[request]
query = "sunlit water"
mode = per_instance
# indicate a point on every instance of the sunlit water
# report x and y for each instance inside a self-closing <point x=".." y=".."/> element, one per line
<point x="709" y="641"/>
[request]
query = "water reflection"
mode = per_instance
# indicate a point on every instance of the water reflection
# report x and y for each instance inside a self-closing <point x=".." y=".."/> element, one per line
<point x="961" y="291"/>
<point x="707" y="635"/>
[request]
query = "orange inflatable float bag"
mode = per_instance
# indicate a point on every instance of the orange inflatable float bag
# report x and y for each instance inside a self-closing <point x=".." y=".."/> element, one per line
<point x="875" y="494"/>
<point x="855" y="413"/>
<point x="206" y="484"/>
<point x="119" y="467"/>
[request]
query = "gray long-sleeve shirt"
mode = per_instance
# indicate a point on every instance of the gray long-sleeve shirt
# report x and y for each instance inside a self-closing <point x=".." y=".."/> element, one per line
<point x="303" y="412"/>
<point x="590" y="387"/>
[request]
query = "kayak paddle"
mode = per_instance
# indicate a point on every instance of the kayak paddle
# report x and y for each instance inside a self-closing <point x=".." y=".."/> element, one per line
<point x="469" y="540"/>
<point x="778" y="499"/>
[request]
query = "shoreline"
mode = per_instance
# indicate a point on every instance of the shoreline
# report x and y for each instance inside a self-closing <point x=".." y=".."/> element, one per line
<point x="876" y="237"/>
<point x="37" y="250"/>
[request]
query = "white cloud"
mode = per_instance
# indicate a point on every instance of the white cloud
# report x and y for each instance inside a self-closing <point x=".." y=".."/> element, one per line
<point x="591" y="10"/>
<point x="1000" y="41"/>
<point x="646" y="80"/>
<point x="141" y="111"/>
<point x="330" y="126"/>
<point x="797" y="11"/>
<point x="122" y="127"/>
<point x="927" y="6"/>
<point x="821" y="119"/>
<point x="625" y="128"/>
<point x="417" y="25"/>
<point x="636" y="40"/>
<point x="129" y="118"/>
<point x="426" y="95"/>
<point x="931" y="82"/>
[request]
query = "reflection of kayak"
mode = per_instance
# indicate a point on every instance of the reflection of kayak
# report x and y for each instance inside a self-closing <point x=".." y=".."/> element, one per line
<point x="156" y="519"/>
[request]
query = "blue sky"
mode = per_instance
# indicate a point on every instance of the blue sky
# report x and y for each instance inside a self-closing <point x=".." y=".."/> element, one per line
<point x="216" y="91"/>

• [PROBLEM TO SOLVE] The entries above, copied exactly, form the whole answer.

• [OUTPUT BELOW]
[request]
query = "sunlit water"
mode = per_instance
# indicate a point on every instance of the sunlit water
# report x and y for each instance inside a self-closing <point x=".." y=".."/> element, one per line
<point x="709" y="641"/>
[request]
query = "water reflection"
mode = per_instance
# indicate a point on every instance of the water reflection
# report x and y for each instance inside a self-closing <point x=".." y=".."/> element, one per line
<point x="961" y="291"/>
<point x="707" y="635"/>
[request]
query = "orange inflatable float bag"
mode = per_instance
# indicate a point on every instance of the orange inflatable float bag
# report x and y for each instance inside a self-closing <point x=".." y=".."/> element, one per line
<point x="875" y="494"/>
<point x="855" y="413"/>
<point x="206" y="484"/>
<point x="119" y="467"/>
[request]
query = "gray long-sleeve shirt"
mode = per_instance
# indicate a point on every instance of the gray long-sleeve shirt
# report x and y for each instance inside a self-closing <point x=".." y=".."/> element, one per line
<point x="303" y="412"/>
<point x="590" y="387"/>
[request]
query = "kayak paddle"
mode = per_instance
# indicate a point on every instance of the kayak paddle
# report x and y for each instance inside a self-closing <point x=".." y=".."/> element, one per line
<point x="469" y="540"/>
<point x="778" y="499"/>
[request]
query = "shoreline"
mode = per_instance
# indicate a point on every instance of the shoreline
# report x and y for each instance inside a self-closing <point x=".." y=".."/> element, one per line
<point x="876" y="237"/>
<point x="37" y="250"/>
[request]
query = "white cloud"
mode = per_instance
# indicate a point on every instance of the white cloud
# report x and y for each instance inside a self-closing <point x=".." y=".."/> element, one per line
<point x="591" y="10"/>
<point x="1000" y="41"/>
<point x="646" y="80"/>
<point x="141" y="111"/>
<point x="330" y="126"/>
<point x="797" y="11"/>
<point x="122" y="127"/>
<point x="927" y="6"/>
<point x="821" y="119"/>
<point x="625" y="128"/>
<point x="417" y="25"/>
<point x="636" y="40"/>
<point x="129" y="118"/>
<point x="426" y="95"/>
<point x="931" y="82"/>
[request]
query = "reflection of kayak"
mode = per_instance
# indicate a point on every instance of the reflection of kayak
# report x and y for each instance inside a self-closing <point x=".." y=".."/> element, one per line
<point x="156" y="519"/>
[request]
query = "blue sky"
mode = per_instance
# indicate a point on every instance of the blue sky
# report x and y for each instance inside a self-closing <point x=".." y=".."/> element, one per line
<point x="216" y="91"/>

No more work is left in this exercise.